__SOURCE EXTRACT__.
+++

Knit your hearts with an unslipping knot.
William Shakespeare (1564–1616)
Knowing when to say nothing is 50 percent of tact and 90 percent of marriage.
Sydney J. Harris (1917–1986)
Let the wife make her husband glad to come home and let him make her sorry to see him leave.
Martin Luther (1483–1546)
Life is full of troubles and most of them are man-maid.
Love is blind, but marriage restores its sight.
Georg Christoph Lichtenberg (1742–1799)
Love is not a state, it is a movement. Personal contact is not a state, but a fleeting movement that must be ceaselessly rediscovered. Marriage is not a state, but a movement—a boundless adventure.
Paul Tournier (1898–1986)
Love is one long sweet dream, and marriage is the alarm clock.
Marriage cannot make anyone happier who does not bring the ingredients for happiness into it.
Sydney J. Harris (1917–1986)
Marriage does not make us better, any more than it makes us worse; it merely intensifies what is already there, for good and for bad.
Sydney J. Harris (1917–1986)
Marriage halves our griefs, doubles our joys, and quadruples our expenses.
Marriage has in it less of beauty, but more of safety, than the single life; it has more care, but less danger; it is more merry, and more sad; it is fuller of sorrows, and fuller of joys; it lies under more burdens, but it is supported by all the strengths of love, and charity, and those burdens are delightful.
Jeremy Taylor (1613–1667)
Marriage is a desperate thing.
John Selden (1584–1654)
Marriage is a perpetual test of character.
Marriage is adventure, not an achievement.
David A. Seamands
Marriage is heaven or hell.
German Proverb
Marriage is like a cage; one sees the birds outside desperate to get in, and those inside equally desperate to get out.
Michel Eyquem de Montaigne (1533–1592)
Marriage is not for a moment; it is for a lifetime. It requires long and serious preparation. It is not to be leaped into, but entered with solemn steps of deliberation. For one of the most intimate and difficult of human relationships is that of marriage.
Infinitely rewarding at its best, unspeakably oppressive at its worst, marriage offers the uttermost extremes of human happiness and human bondage—with all the lesser degrees of felicity and restraint in-between.
Gina Cerminara
Marriage is that relation between man and woman in which the independence is equal, the dependence mutual, and the obligation reciprocal.
Louis K. Anspacher
Marriage may be an institution, but it is not a reform school.
Marriage resembles a pair of shears, so joined that they cannot be separated; often moving in opposite directions, yet always punishing any one who comes between them.
Sydney Smith (1771–1845)
Marriage with peace is this world’s paradise; with strife, this life’s purgatory.
Married life is a marathon. . . . It is not enough to make a great start toward long-term marriage. You will need the determination to keep plugging. . . . Only then will you make it to the end.
James C. Dobson (1936– )
Married life offers no panacea—if it is going to reach its potential, it will require an all-out investment by both husband and wife. James C. Dobson (1936– )
More and more young people are . . . too impatient to make the adjustments that marriage inevitably entails. They cannot wait to learn the tolerance that marriage always demands. They don’t have the time to achieve the understanding that never comes quickly. They have not been taught that while love may come suddenly, happiness is a distant goal to which there is no shortcut.
Sidney Greenberg
My wife is an angel.

+++

__DATA LISTING__.

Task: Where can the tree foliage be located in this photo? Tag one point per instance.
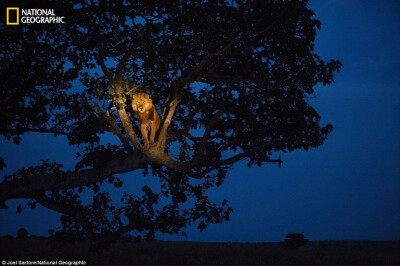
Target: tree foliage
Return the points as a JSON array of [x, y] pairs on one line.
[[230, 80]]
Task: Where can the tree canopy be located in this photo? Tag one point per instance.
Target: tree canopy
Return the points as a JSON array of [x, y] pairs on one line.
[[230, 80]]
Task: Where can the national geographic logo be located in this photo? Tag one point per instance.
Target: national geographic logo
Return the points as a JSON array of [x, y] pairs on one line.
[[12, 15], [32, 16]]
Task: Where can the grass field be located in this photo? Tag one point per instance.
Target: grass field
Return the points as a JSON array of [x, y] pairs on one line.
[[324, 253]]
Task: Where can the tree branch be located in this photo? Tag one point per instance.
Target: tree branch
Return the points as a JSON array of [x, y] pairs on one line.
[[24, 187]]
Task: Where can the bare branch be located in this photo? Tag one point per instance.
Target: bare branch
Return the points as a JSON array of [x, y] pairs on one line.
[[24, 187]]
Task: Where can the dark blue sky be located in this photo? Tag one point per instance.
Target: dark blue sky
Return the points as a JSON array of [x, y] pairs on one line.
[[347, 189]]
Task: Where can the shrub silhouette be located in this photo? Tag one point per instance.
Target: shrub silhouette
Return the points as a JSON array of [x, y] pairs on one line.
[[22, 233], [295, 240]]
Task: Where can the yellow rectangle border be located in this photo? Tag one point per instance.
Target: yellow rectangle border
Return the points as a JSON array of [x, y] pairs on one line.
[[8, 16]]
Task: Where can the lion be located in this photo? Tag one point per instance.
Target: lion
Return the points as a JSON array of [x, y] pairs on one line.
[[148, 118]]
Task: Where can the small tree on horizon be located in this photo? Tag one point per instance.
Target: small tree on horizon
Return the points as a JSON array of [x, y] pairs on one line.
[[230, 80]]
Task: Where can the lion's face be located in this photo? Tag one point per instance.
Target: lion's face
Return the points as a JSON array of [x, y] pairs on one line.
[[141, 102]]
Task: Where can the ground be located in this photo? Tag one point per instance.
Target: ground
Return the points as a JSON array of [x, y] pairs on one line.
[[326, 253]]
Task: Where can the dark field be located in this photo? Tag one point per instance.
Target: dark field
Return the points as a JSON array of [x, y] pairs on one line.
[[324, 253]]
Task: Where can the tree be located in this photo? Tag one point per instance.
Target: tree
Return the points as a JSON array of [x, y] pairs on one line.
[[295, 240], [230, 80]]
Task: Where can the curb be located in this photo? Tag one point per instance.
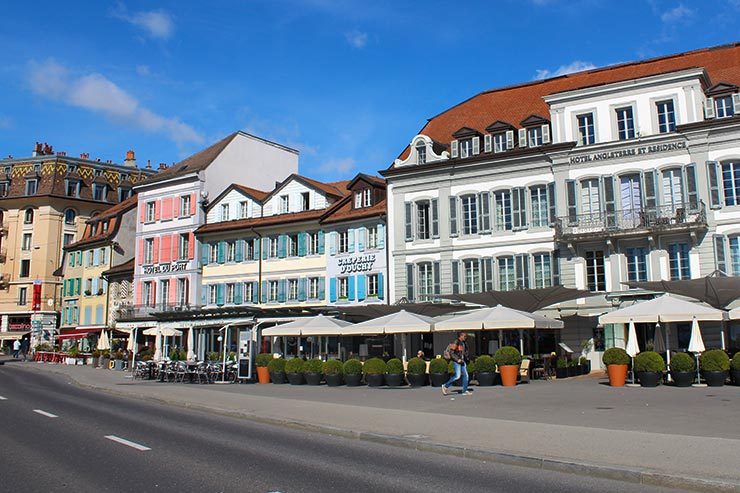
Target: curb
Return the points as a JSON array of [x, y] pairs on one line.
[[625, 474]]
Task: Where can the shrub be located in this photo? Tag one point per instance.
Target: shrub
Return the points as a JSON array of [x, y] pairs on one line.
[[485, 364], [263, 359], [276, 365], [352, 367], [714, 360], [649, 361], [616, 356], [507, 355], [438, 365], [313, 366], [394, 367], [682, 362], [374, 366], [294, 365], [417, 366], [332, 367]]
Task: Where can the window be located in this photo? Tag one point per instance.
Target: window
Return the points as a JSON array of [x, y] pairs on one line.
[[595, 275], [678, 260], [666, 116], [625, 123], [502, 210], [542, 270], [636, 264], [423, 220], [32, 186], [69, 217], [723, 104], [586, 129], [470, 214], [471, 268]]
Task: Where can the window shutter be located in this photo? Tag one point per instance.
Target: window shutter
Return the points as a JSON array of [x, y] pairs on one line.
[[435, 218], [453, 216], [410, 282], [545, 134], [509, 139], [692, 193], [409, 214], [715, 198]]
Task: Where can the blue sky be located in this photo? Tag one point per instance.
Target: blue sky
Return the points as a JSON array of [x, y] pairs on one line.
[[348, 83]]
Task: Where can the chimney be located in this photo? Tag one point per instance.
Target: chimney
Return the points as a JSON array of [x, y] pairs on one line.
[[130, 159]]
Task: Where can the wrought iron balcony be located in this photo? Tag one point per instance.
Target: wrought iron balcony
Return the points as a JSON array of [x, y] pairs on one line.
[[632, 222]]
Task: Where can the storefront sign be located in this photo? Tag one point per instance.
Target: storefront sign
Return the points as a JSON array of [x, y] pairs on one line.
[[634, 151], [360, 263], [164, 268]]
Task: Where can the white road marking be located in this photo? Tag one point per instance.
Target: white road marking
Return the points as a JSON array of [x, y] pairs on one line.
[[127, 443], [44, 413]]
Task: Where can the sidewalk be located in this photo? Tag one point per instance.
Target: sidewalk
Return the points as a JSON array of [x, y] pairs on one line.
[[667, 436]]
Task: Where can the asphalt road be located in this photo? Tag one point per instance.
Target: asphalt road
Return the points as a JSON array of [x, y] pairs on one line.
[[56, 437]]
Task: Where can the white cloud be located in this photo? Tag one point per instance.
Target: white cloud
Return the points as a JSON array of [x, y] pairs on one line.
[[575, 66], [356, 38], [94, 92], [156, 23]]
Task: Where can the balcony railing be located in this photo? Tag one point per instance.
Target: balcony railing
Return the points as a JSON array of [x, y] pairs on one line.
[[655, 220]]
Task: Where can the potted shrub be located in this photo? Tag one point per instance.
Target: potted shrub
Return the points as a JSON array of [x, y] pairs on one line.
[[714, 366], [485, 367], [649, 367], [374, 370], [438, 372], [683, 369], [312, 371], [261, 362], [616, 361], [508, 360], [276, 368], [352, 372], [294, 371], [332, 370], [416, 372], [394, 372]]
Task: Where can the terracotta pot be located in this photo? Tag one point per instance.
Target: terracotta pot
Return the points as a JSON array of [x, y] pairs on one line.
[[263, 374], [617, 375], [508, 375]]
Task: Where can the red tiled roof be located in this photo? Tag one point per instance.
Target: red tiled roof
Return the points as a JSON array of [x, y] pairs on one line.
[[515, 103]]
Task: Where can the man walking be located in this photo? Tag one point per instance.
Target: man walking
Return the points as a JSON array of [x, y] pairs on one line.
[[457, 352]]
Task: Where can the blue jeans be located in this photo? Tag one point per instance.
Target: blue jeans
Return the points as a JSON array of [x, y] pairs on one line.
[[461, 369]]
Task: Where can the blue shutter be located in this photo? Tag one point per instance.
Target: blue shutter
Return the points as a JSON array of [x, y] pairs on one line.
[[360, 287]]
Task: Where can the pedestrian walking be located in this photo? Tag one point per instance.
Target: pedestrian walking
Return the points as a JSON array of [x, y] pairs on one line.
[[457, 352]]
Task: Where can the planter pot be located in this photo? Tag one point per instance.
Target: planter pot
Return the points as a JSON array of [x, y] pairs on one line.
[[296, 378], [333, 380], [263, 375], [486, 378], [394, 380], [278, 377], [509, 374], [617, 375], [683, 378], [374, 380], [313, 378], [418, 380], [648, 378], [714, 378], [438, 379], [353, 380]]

+++

__HOW TO COMPLETE THIS TASK__.
Copy the marriage quotations from the words "Louis K. Anspacher" through the words "comes between them.", replacing "shears" with "scissors".

__ANSWER__.
Louis K. Anspacher
Marriage may be an institution, but it is not a reform school.
Marriage resembles a pair of scissors, so joined that they cannot be separated; often moving in opposite directions, yet always punishing any one who comes between them.